• **Required task**
Starting at the line that has "Ground the bird's beak." and stopping after the last line of the material, reproduce every line. Decrease each bounding-box coordinate in the answers by 150, and leave all other lines unchanged.

• **Material to process**
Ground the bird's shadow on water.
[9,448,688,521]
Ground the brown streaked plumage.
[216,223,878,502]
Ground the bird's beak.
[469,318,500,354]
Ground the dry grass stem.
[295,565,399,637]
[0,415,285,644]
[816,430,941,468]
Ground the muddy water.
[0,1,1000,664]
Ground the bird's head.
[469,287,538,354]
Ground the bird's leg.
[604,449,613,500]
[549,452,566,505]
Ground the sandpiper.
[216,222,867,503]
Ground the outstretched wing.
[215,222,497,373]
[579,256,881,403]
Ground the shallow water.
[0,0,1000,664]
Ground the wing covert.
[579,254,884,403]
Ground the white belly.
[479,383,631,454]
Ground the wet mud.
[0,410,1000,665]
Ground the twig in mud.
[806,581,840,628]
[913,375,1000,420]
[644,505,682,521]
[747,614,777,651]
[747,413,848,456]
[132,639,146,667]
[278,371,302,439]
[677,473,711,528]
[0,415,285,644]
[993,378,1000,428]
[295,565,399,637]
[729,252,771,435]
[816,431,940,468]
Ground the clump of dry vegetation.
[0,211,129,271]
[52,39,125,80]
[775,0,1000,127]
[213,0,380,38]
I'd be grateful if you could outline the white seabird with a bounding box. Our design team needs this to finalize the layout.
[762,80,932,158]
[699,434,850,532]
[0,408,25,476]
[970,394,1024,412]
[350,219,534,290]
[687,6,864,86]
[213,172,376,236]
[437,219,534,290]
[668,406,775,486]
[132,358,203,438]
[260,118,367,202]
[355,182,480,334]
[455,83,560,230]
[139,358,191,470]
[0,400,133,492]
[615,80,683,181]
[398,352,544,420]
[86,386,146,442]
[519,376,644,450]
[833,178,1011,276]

• **Exercise response**
Ground the bird's beak.
[319,168,350,204]
Ground the dry grass stem.
[145,415,249,487]
[-150,265,135,494]
[666,280,791,318]
Ground the muddy water.
[-150,-149,850,514]
Ground the bird's head.
[319,137,388,204]
Ground the bird's leg.
[454,299,463,350]
[399,302,416,355]
Ground the sandpiper.
[66,72,717,353]
Ground the outstretched wing.
[65,72,347,223]
[429,106,731,253]
Ground the shallow water.
[-150,-150,850,514]
Ground the wing covert.
[429,104,734,253]
Ground the white belly.
[329,233,481,304]
Ground the wet mud.
[-150,260,850,515]
Ground the twig in mud.
[656,431,690,478]
[763,225,850,270]
[494,355,532,371]
[597,464,627,501]
[597,263,698,306]
[-18,489,-4,517]
[128,221,152,289]
[527,323,561,378]
[-150,265,135,494]
[843,228,850,278]
[145,415,249,487]
[579,102,621,285]
[666,281,790,318]
Ground the clump of dry vegetation.
[-150,61,-21,121]
[-98,-111,-25,-70]
[625,-150,850,-23]
[63,-150,230,-112]
I'd be grateful if you could outline the white seabird with a bounding box. Our design team needs this to finalize the layout.
[612,-70,782,8]
[549,284,700,382]
[-150,258,-125,326]
[820,244,874,262]
[200,69,384,140]
[537,-144,714,-64]
[63,22,226,86]
[287,69,384,140]
[518,256,625,336]
[-18,208,53,288]
[110,-32,217,52]
[205,32,330,184]
[305,-67,410,80]
[-11,208,41,320]
[-150,250,-17,342]
[465,-70,533,31]
[248,202,394,270]
[-64,236,-4,292]
[369,226,494,300]
[683,28,861,126]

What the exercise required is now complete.